§ 抽出テキスト

══════════

ライトアップされた亮馬河には多くの人が集う
ライトアップされた亮馬河には多くの人が集う

 北京市の中心部から北東に向かって流れる亮馬河。日本大使館や日本料理屋が集積するエリアも貫く、北京で暮らす日本人にもおなじみの川だ。

 夜になると、この亮馬河沿いに整備された「亮馬河国際風情水岸」には人だかりができる。イルミネーションによって美しくライトアップされた川沿いでは、バーでお酒を楽しむカップル、スケートボードに興じる若者、子供を連れて散歩する家族など、様々な世代の人々が思い思いの時間を過ごす。

 2022年7月15日、「2022北京消費シーズン・夜京城」がこの亮馬河国際風情水岸で開幕した。市内の20以上の重点ビジネス地区と1万近くのテナントが連動し、グルメ、娯楽、ショッピングなど5大テーマのイベントを11月まで実施する。

 この「夜京城(北京ナイトシティ)」とは、19年に北京市が消費喚起を目的に打ち出した夜間経済(ナイトタイムエコノミー)に関わるエリアを指す。

中国でのナイトタイムエコノミー活性化の取り組み

 19年7月、北京市は「ナイトタイムエコノミーの更なる繁栄と消費促進に関する措置」を発表した。インフラ整備やイベントの企画、公共交通機関のサービスの向上など具体的な13カ条の具体的措置を通じ、ナイトタイムエコノミーの発展を加速させ、国際消費中心都市建設の促進を目指すとした。

══════════

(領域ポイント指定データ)
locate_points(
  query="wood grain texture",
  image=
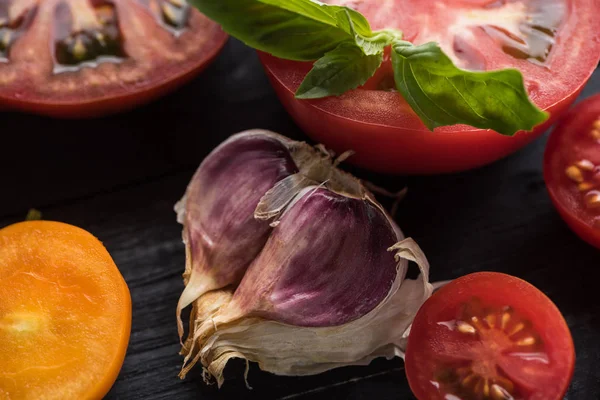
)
(119, 178)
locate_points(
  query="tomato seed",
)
(528, 341)
(463, 327)
(499, 393)
(585, 165)
(574, 174)
(585, 186)
(518, 328)
(592, 199)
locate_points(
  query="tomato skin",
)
(404, 150)
(577, 120)
(109, 104)
(153, 57)
(494, 289)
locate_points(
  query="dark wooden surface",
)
(119, 178)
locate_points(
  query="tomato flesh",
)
(555, 44)
(65, 313)
(489, 336)
(572, 169)
(86, 58)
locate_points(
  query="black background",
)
(120, 176)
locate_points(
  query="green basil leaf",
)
(300, 30)
(442, 94)
(338, 71)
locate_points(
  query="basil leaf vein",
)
(443, 94)
(338, 71)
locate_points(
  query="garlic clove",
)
(221, 234)
(325, 264)
(325, 286)
(285, 349)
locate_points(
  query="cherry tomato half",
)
(77, 58)
(554, 43)
(489, 336)
(572, 169)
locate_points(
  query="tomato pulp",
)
(489, 336)
(65, 313)
(572, 169)
(74, 58)
(554, 43)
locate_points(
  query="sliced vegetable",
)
(321, 283)
(65, 313)
(572, 169)
(73, 58)
(489, 336)
(349, 51)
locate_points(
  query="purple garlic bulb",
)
(327, 288)
(329, 238)
(220, 231)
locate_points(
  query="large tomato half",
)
(489, 336)
(89, 57)
(572, 169)
(554, 43)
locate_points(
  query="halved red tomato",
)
(489, 336)
(554, 43)
(76, 58)
(572, 169)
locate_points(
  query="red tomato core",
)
(468, 342)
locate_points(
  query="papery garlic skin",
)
(285, 349)
(221, 234)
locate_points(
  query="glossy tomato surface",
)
(77, 58)
(490, 336)
(554, 43)
(572, 169)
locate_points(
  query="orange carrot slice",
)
(65, 313)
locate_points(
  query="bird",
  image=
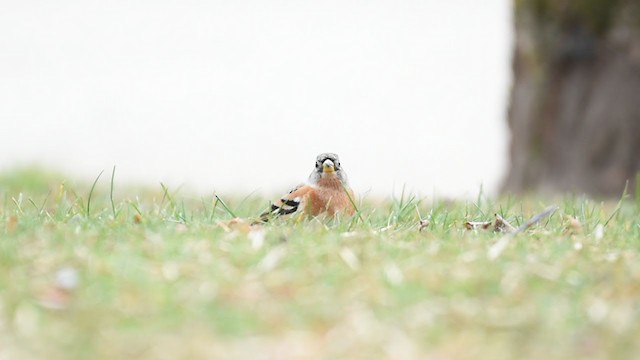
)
(326, 192)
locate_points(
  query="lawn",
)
(119, 272)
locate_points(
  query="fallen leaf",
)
(472, 225)
(503, 225)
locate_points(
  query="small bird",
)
(326, 192)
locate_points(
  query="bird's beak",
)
(328, 167)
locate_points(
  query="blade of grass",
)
(113, 206)
(619, 205)
(91, 193)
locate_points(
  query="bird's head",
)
(327, 166)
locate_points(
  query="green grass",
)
(164, 274)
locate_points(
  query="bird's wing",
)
(290, 203)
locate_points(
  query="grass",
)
(168, 275)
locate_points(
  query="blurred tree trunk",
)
(575, 100)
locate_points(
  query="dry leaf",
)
(12, 223)
(574, 225)
(503, 225)
(471, 225)
(235, 224)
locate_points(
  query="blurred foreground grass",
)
(159, 275)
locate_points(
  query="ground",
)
(159, 274)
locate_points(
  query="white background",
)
(238, 96)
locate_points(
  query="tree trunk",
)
(575, 102)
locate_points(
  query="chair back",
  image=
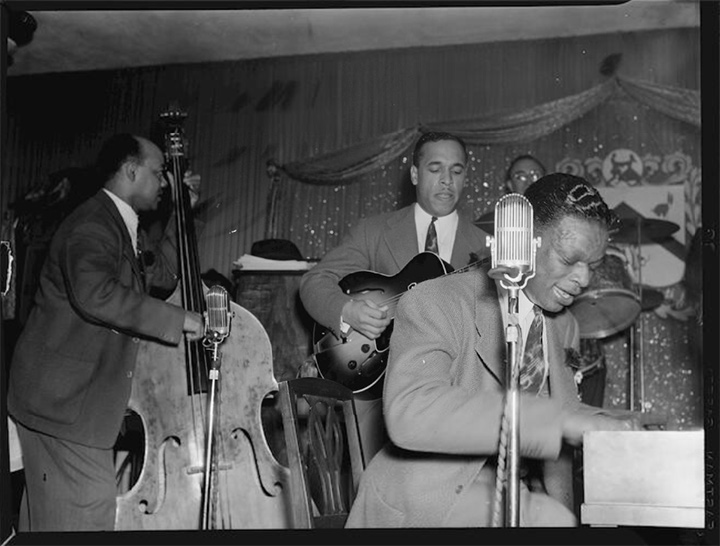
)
(323, 450)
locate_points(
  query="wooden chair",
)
(323, 450)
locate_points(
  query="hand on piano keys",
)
(591, 419)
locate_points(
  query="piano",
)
(650, 478)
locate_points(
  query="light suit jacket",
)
(443, 403)
(384, 244)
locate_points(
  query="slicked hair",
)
(115, 151)
(435, 136)
(558, 195)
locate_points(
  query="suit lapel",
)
(488, 323)
(401, 236)
(127, 248)
(562, 383)
(461, 246)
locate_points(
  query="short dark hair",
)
(557, 195)
(520, 158)
(435, 136)
(114, 152)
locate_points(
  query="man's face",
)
(149, 178)
(570, 251)
(439, 177)
(523, 173)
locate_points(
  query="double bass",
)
(246, 486)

══════════

§ 課題
北京のナイトタイムエコノミーについての記事を、最後の文の後から続けて書いてください。

§ 解答
 北京以外にも、上海や西安、成都、天津、南京などの大都市を中心に、ナイトタイムエコノミーの活性化を通じた消費刺激策が矢継ぎ早に公表されたのもこの時期だ。

 中央政府もナイトタイムエコノミーに期待を寄せる。19年8月、国務院(政府)弁公庁は「流通の発展加速と商業消費の促進に関する意見」と題する消費刺激策を公表した。その第12条に明記されたのが「夜間消費の活性化」だった。「意見」では、営業時間の延長や深夜営業専用エリアなどの開設を推奨し、夜間の消費スポット、交通・環境に対する支援を通じて夜間消費活動の利便性を高め活性化を促すとした。

 政府によるナイトタイムエコノミーの活性化への取り組みは、20年の新型コロナウイルス感染症の大流行で激減したが、ここにきて再び活発になってきた。北京では、金曜日と土曜日および祝祭日に限り八達嶺長城を夜間開放し、ライトアップされた万里の長城を楽しむことができる「夜長城」イベントも始まった。先日出張で訪れた青島でも、海沿いの広場や繁華街のビルもライトアップされ、多くの人が集まっていた。

 背景にあるのが新型コロナ再燃による消費の低迷だ。中国国家統計局によると、第2四半期の社会消費品小売総額(小売売上高)は、前年同期比4.6%マイナスと、第1四半期(1~3月)の3.3%プラスから急激に落ち込んだ。22年上期(1~6月)で見ても、0.7%マイナスとなっている。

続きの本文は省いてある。